• **MATERIALS PROVIDED**:
○ ○ ○ ○

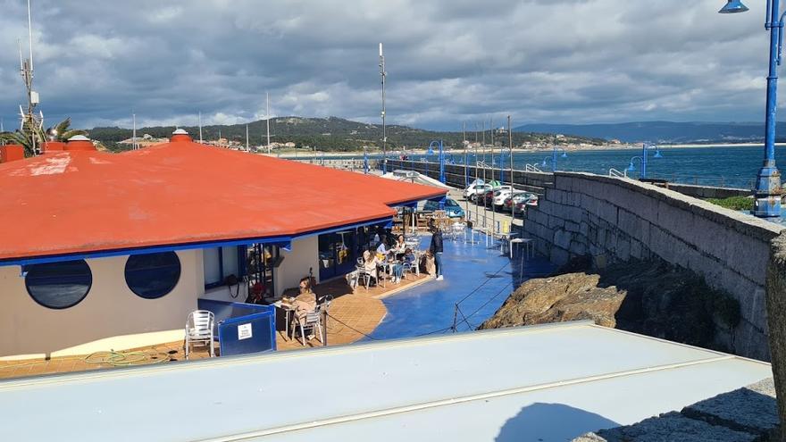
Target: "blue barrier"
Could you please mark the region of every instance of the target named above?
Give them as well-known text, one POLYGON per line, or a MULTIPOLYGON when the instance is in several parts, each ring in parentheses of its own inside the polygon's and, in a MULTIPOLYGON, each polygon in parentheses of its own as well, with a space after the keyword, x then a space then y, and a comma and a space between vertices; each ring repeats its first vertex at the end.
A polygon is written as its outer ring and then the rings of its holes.
POLYGON ((196 305, 215 315, 222 356, 276 350, 275 307, 212 299, 198 299, 196 305))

○ ○ ○ ○

Copy out the records above word for word, from their beginning through the line containing "Give them as", and include that line. Omit the pictures.

Target: "blue barrier"
Could you please mark the region of every instance of the target named above?
Give them as well-known text, one POLYGON per line, or a MULTIPOLYGON when the instance is in several parts, each ring in parentheses of its own inside the polygon's and, in a MULTIPOLYGON, each polygon in parentheses of its own as well, with a space after the keyword, x then a space then y, and a comma and a space between vertices; each ring repeats its first vertex at the end.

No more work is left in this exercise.